▶ **Your instructions**
Copy out the records below, replacing every "marker" with "pin" and keeping everything else unchanged.
--- Start Task inputs ---
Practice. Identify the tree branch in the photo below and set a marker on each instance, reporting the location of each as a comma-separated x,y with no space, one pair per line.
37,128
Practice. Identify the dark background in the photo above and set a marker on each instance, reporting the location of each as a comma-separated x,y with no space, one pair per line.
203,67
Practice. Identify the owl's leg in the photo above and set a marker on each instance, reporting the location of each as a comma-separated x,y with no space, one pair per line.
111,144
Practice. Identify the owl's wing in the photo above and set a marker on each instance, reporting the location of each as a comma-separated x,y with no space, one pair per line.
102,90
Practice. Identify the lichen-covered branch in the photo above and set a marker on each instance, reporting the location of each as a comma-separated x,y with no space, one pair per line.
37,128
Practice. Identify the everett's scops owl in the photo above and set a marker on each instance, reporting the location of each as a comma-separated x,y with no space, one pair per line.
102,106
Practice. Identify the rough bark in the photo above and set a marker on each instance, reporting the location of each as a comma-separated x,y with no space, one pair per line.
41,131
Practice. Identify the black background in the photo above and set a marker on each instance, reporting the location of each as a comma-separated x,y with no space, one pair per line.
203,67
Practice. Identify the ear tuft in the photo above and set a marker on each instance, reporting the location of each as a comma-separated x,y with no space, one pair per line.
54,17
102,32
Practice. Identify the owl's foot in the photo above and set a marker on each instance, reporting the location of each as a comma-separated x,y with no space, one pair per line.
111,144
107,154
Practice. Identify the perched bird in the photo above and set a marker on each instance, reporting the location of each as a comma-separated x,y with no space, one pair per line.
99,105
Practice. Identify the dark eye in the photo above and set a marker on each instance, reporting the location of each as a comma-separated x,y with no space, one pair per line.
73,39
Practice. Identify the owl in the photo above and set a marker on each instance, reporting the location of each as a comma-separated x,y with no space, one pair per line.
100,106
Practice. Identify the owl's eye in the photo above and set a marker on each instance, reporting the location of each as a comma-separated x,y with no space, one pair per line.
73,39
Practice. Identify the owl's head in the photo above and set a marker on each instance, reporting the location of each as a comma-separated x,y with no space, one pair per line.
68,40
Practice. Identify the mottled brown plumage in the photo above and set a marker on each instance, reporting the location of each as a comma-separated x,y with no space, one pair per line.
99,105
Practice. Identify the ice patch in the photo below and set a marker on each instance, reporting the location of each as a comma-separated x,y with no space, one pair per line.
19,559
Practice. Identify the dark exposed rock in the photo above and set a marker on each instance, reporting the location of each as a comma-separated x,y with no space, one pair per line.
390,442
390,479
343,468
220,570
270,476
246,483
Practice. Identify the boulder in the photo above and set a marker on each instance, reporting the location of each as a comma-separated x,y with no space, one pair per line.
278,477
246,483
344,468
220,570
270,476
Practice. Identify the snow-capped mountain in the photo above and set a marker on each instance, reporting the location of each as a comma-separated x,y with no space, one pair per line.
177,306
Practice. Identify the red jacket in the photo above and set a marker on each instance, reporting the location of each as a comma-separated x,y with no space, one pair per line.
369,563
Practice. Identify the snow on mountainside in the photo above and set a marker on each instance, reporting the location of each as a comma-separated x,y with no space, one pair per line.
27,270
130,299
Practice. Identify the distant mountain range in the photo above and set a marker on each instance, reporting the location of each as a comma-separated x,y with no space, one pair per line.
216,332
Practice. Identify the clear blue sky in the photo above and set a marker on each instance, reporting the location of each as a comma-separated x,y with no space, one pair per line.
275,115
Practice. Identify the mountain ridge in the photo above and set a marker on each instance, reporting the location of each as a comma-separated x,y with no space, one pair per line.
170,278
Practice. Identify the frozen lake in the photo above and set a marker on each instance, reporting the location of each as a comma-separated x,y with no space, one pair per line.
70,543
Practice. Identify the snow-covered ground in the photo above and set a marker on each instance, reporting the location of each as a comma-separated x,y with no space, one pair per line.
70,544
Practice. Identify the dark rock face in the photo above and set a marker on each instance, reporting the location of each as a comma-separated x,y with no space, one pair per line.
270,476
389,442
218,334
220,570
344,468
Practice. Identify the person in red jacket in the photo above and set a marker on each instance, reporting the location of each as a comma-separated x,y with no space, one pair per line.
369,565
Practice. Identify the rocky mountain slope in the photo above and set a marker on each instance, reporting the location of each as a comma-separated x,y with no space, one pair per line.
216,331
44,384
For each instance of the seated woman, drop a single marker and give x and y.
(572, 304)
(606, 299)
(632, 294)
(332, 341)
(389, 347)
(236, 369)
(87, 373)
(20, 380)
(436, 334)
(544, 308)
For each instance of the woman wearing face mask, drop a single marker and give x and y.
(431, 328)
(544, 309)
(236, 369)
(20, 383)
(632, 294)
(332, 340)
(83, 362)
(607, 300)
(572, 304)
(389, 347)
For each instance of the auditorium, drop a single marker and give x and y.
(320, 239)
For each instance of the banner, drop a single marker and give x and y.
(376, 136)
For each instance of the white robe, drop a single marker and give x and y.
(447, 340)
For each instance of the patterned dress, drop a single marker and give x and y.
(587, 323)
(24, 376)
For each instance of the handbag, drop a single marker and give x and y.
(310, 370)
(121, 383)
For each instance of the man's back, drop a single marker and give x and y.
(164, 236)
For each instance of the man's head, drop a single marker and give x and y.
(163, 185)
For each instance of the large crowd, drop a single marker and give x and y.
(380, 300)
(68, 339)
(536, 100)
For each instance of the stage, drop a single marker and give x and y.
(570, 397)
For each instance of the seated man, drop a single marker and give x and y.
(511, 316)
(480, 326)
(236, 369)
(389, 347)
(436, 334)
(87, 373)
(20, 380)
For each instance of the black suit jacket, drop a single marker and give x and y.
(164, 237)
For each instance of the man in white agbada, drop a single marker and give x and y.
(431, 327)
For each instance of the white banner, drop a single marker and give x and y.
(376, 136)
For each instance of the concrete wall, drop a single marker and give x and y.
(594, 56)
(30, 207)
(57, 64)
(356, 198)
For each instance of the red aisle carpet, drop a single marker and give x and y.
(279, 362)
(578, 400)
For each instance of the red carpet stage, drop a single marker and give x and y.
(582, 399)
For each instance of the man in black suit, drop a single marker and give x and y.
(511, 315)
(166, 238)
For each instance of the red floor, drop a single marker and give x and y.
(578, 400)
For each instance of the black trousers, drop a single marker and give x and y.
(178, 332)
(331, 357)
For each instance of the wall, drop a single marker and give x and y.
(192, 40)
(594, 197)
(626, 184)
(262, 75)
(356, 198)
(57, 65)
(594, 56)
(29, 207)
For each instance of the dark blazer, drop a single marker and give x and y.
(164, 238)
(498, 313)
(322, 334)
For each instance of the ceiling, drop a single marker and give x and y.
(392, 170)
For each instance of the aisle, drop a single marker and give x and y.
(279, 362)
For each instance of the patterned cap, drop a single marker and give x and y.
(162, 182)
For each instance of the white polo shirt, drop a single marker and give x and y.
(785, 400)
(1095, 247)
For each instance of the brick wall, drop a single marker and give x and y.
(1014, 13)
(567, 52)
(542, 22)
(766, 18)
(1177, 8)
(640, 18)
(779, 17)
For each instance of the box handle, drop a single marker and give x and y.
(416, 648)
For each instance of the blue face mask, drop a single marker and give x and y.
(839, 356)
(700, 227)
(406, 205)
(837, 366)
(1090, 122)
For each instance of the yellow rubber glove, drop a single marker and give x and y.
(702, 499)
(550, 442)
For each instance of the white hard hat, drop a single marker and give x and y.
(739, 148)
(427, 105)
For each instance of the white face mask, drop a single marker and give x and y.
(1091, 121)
--- End Task inputs ---
▶ **Solution for this task**
Practice. Identify the tree branch in the photo below and set a pin on each instance, reporting the location of each as a comma-separated x,y with no space, one pair per line.
37,128
Practice. Identify the dark background in the photo above and set a pin on each instance, reporting the location of each as a comma-separated x,y with no space, one pair per line.
203,67
Practice. Identify the owl's leg in the photo above and set a pin on each instance, reporting the location of each as a comma-separated x,y with no space, one pair per line.
111,144
Practice. Identify the owl's wing in the photo above and set a pin on each instance, reporting the location of each as a comma-separated x,y with no space, one pair per line.
102,90
Practice. Identify the lichen-covered branch in the photo above and set a pin on each instance, reporting the location of each as a comma-separated x,y with no space, one pair per line.
37,128
Practice. Identify the everett's scops owl in the photo above and set a pin on each instance, reporting the location of each as a comma-separated x,y with no space, one pair per line.
102,106
Practice. Identify the rough bark in the photo above and set a pin on each instance, reporting the location of each as a comma-separated x,y with no space, one pair per line.
41,131
Practice. Identify the black background in the photo above and set a pin on each instance, reporting the location of each as a comma-separated x,y with no space, one pair per line.
203,67
Practice. Identify the ear tuft in the photo above and set a pin on each instance, reporting the location of each as a comma-separated x,y with no space, one pair per line.
54,17
102,32
Practice. Identify the owl's foot in the photo above and set a pin on each instance, reporting the location of each as a comma-separated x,y with no space, one pair per line.
111,144
107,154
Practice. Identify the perched bird in the photo above and set a pin on each instance, reporting the location of each as a comma-separated x,y with no space, one pair per line.
99,105
Practice. Identify the dark eye in the photo above and set a pin on each instance, reporting the location of each as a comma-separated x,y with no space, one pair per line.
73,39
Practice. Identify the owl in the photo above and set a pin on each instance, reporting the location of each as a comma-separated x,y with no space, one pair per line.
100,106
Practice. Identify the owl's eye in the photo above and set a pin on each instance, reporting the location of each as a comma-separated x,y with no space, one pair per line.
73,39
Practice. Identify the owl's head in the photo above and set a pin on each instance, reporting the location of each as a comma-separated x,y with no space, one pair per line.
68,40
Practice. Identify the mottled brown plumage in the photo above and set a pin on each instance, reporting the location of each as a comma-separated x,y with no space, one pair per line.
99,105
Practice. Identify the ice patch in the photo below and set a pin on each instance, reporting the location of each as a comma-separated x,y with no space, one pair per line.
19,559
Practice. Identify the dark exposed rock in the photo above and set a pin on each instance, reporting the location of each as a comma-separated x,y with no space, one pair per line.
390,442
390,479
343,468
220,570
270,476
246,483
Practice. Identify the boulder in the photo above and set a pin on each instance, reporting the location of each as a comma-separated x,y with no space, one pair per line.
278,477
246,483
344,468
220,570
270,476
Practice. Identify the snow-capped mountain in the photo above and set a pin on each instance, reporting the location of each as a comma-separated x,y with no space, one pair per line.
177,306
Practice. Identify the red jacket in the photo above and set a pin on each instance, reporting the location of each as a comma-separated x,y with no space, one pair per line.
369,563
Practice. Identify the snow on mountainside in the photo above and set a pin on each instance, reporting the location of each as a comma-separated x,y with no space, one pair per line.
27,270
130,299
Practice. Identify the distant mountain range in the photo above and set a pin on each instance, reporting the location of each as a comma-separated x,y with no space, one pair per line.
216,332
Practice. Identify the clear blue sky in the photo above and set a pin on each instance, reporting the location of each as a comma-separated x,y with no space, one pair per line.
275,115
Practice. Identify the mountain ridge in the photo above and set a pin on each instance, reporting the location of each as a comma-separated x,y with no space, one pair per line.
170,278
Practice. Identify the frozen lake in the photo above and set a pin on each instance, reporting the location of each as a comma-separated x,y with no space, one pair per line.
70,543
Practice. Identify the snow-covered ground in the photo above and set a pin on each instance, reporting the location of each as a comma-separated x,y with no space, one pair per line.
70,544
Practice. Identify the dark rock face in the photo above and set a pin on each instance, reporting the location of each as a comma-separated x,y with no space, one pair per line.
270,476
389,442
218,334
220,570
344,468
Practice. Identify the person in red jacket in the photo above and set a pin on each instance, reporting the location of each as a comma-separated x,y with no space, one pair per line.
369,565
Practice. Identify the rocky mountain slope in the photo above and set a pin on each instance, reporting the location of each as a comma-separated x,y with no space, one pair per line.
216,331
44,384
For each instance of the seated woman, drop a single pin and give x and y.
(572, 304)
(606, 299)
(632, 294)
(332, 341)
(389, 347)
(236, 369)
(87, 373)
(20, 380)
(436, 334)
(544, 308)
For each instance of the woman wearing face mask, drop a single pin and give x and y.
(431, 328)
(544, 309)
(236, 369)
(20, 383)
(632, 294)
(332, 340)
(83, 362)
(607, 300)
(572, 304)
(389, 347)
For each instance of the auditorium, drop a single pin and give x and y.
(320, 239)
For each instance of the banner, drop a single pin and give x and y.
(376, 136)
For each instance of the white robe, drop a single pin and give x and y.
(447, 340)
For each instance of the patterned dress, drop a single pin and give x and y.
(587, 323)
(24, 376)
For each instance of the handbag, drop a single pin and give x and y.
(310, 370)
(121, 383)
For each instance of the man's back, drop a single pin and give x and y.
(164, 236)
For each instance of the man's head, drop a single pin and give x and y.
(163, 185)
For each instance of the large crowd, drop a single pin and give x and y.
(380, 300)
(68, 339)
(536, 100)
For each instance of the stage, drop a single pin and give x and y.
(570, 397)
For each instance of the seated man, drop a single pin and give x and y.
(511, 316)
(480, 326)
(236, 369)
(389, 347)
(436, 334)
(87, 373)
(20, 380)
For each instance of the black suit jacket, drop a single pin and give x and y.
(164, 237)
For each instance of the man in white agbada, drop a single pin and give x and y.
(431, 327)
For each instance of the white banner, drop a single pin and give x and y.
(376, 136)
For each instance of the concrete wall, drop a single pin and give x and y.
(594, 56)
(30, 207)
(57, 64)
(356, 198)
For each instance of the red aisle carpet, drop a single pin and give x and y.
(279, 362)
(578, 400)
For each instance of the red carpet stage, drop a single pin and give x and y.
(582, 399)
For each instance of the man in black suit, drop a single pin and give x and y.
(511, 315)
(166, 238)
For each instance of the red floor, drop a single pin and give x and y.
(578, 400)
For each instance of the black trousers, drop a single pin and give x and y.
(178, 332)
(331, 357)
For each instance of the wall, drop a single pin and give x and y.
(192, 40)
(594, 197)
(626, 184)
(262, 75)
(356, 198)
(57, 65)
(594, 56)
(29, 207)
For each instance of the dark blazer, drop a single pin and give x and y.
(164, 238)
(498, 313)
(322, 334)
For each instance of the ceiling, drop a single pin and give x and y.
(392, 170)
For each instance of the aisle, drop a single pin and give x and y.
(279, 362)
For each instance of the patterned cap, drop a single pin and give x and y.
(162, 182)
For each instance of the white polo shirt, drop a single pin and give x and y.
(785, 400)
(1095, 247)
For each instance of the brick wall, drop a single pin and give x and y.
(1014, 13)
(567, 52)
(542, 22)
(766, 18)
(1177, 8)
(640, 18)
(779, 17)
For each instance of the box handle, drop a single pin and give x and y.
(416, 648)
For each instance of the blue face mask, drop a single pin and give x and y.
(839, 356)
(700, 227)
(406, 205)
(837, 366)
(1090, 122)
For each instance of the yellow rubber glove, drop a single pin and give x and y.
(702, 499)
(550, 442)
For each instance of the white hard hat, drop a single pin and give x and y.
(739, 148)
(427, 105)
For each instance of the white face mask, drop a single pin and give x and y.
(1091, 121)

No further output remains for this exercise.